Would you carry on the commentary about the Terri Schiavo case and the religious right by writing what comes after its final sentence?

**Selected passage**:
== == ==
DeLay is not alone in his arrogance; it cuts across the religious right and conservative Republicans who used Terri Schiavo's plight to push their social-conservative agenda, which is to reshape this nation into their image.
Rick Scarborough, acting chairman of the Judeo-Christian Council for Constitutional Restoration, said, "The Schiavo case demonstrates the mortal danger of giving judges the unbridled power of life and death."
The council will convene its first conference shortly with the theme "Confronting the Judicial War on Faith." According to a news release, among the topics to be considered at the conference will be "the right of Americans to publicly acknowledge God."
Funny, there didn't seem to be any restraint on publicly acknowledging God among those keeping vigil outside the hospice where Schiavo died. That's how language gets twisting. What the religious right wants is to implant its beliefs into law and turn this nation into its own private theocracy.
Another group weighing in on the Schiavo case is Life Decisions International, which bills itself as "dedicated to challenging the Culture of Death." "Death" is a bad word, so the more people those on the right can associate with the word "death," the more people they can vilify. Isn't it strange that the ones who would consider themselves as the Culture of Life spend their entire lives working to their ultimate reward, death and rising to heaven.
== == ==
**Record excerpts**:
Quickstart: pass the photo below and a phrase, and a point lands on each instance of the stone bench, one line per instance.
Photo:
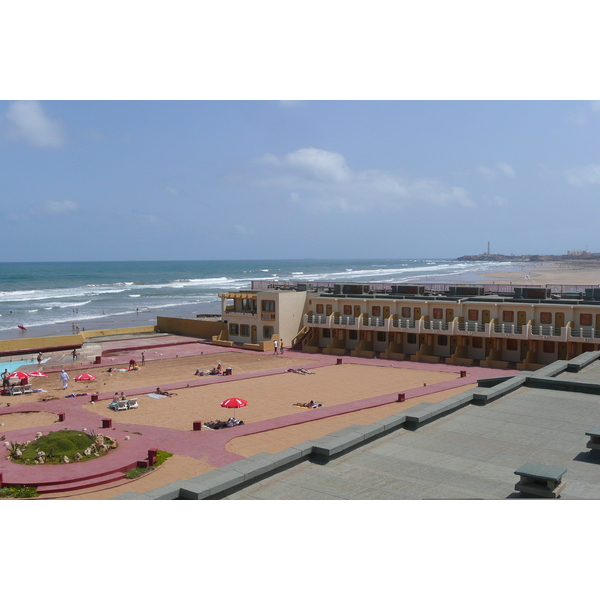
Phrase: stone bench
(594, 443)
(540, 480)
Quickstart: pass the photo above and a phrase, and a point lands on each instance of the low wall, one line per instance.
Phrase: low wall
(62, 342)
(189, 327)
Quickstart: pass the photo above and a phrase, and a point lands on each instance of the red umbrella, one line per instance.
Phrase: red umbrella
(234, 403)
(85, 377)
(18, 375)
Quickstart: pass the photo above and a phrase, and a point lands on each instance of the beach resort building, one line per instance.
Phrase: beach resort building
(492, 325)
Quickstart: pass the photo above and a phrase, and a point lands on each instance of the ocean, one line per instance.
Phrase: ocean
(52, 297)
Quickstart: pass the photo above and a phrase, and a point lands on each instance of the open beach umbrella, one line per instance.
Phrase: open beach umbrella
(85, 377)
(234, 403)
(18, 375)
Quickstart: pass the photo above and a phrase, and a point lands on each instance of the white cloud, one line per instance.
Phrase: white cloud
(322, 180)
(59, 206)
(29, 124)
(498, 169)
(589, 175)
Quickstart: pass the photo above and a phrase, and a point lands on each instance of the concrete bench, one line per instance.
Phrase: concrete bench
(594, 443)
(540, 480)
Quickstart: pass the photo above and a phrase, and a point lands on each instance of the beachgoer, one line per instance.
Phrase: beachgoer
(64, 377)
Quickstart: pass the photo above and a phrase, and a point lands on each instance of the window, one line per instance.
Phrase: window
(268, 305)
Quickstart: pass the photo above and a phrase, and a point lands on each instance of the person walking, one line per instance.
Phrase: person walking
(64, 377)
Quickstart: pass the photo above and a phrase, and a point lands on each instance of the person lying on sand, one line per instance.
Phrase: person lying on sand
(168, 394)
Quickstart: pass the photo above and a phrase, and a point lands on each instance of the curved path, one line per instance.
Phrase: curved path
(206, 445)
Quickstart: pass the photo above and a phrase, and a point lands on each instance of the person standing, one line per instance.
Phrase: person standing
(64, 377)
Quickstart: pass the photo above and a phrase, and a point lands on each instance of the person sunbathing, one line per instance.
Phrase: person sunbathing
(168, 394)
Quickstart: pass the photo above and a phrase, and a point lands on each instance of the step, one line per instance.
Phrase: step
(78, 485)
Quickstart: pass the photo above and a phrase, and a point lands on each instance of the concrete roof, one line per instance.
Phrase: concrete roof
(469, 454)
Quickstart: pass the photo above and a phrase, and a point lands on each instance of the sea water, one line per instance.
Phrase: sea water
(111, 293)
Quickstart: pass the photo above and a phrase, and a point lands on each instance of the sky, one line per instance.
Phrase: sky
(262, 132)
(136, 180)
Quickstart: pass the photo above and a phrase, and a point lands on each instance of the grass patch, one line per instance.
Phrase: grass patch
(18, 491)
(161, 457)
(55, 446)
== == ==
**Task response**:
Then there is the Rev. Rob Schenck, president of the National Clergy Council, who said of Schiavo's death: "This is a new terrifying threshold of public sin and must be dealt with swiftly." Religions do like to have their followers believe they are always sinful and need atonement. Perhaps Schenck should consider that such a blanket condemnation of society is, in itself, a sin.
You are immoral. You sin. You worship death. Judges are arrogant and need to be reined in. None of these observations have any relevance or logical underpinnings because you are these things and judges are bad because the religions right and conservative Republicans lost. To to avenge themselves, they will punish everyone else.
I wonder, who really is pretending to play God here?